=== Input material ===
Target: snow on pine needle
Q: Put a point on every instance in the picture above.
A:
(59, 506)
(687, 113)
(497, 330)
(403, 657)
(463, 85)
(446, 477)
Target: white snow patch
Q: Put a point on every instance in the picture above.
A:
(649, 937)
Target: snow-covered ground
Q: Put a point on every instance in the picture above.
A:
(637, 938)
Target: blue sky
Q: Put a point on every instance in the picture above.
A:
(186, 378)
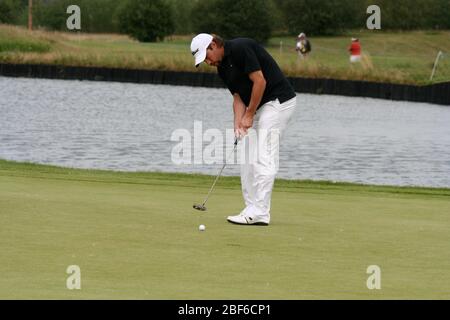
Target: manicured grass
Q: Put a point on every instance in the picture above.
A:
(135, 235)
(405, 57)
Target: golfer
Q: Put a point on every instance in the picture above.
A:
(263, 104)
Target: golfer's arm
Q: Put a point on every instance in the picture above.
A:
(259, 85)
(239, 109)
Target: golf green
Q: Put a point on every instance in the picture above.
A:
(135, 236)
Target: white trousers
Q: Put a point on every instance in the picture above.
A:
(261, 149)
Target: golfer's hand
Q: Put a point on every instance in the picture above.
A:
(246, 122)
(239, 133)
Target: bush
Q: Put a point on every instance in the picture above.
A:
(147, 21)
(230, 19)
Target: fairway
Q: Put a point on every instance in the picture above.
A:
(135, 236)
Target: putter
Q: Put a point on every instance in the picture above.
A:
(201, 207)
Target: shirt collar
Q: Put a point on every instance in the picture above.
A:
(227, 49)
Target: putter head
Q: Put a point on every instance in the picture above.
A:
(199, 207)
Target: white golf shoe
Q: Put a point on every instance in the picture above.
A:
(246, 219)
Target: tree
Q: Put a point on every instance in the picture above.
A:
(147, 21)
(230, 19)
(322, 17)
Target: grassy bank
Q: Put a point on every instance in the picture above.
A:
(405, 57)
(134, 235)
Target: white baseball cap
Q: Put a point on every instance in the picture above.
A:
(199, 45)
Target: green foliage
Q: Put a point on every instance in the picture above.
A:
(21, 45)
(10, 10)
(147, 21)
(321, 17)
(181, 14)
(230, 19)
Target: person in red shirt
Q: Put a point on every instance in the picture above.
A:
(355, 51)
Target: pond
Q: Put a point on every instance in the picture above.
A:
(129, 127)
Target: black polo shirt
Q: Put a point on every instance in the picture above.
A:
(244, 56)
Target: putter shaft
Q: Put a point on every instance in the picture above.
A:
(218, 176)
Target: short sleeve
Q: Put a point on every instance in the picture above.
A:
(249, 59)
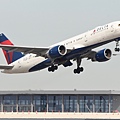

=== What the exercise asks ===
Whenever the string "white" turns up in a line above, copy that line out.

=== Your solution ===
Target: white snow patch
Target: white trousers
Target: white golf shoe
Target: white baseball cap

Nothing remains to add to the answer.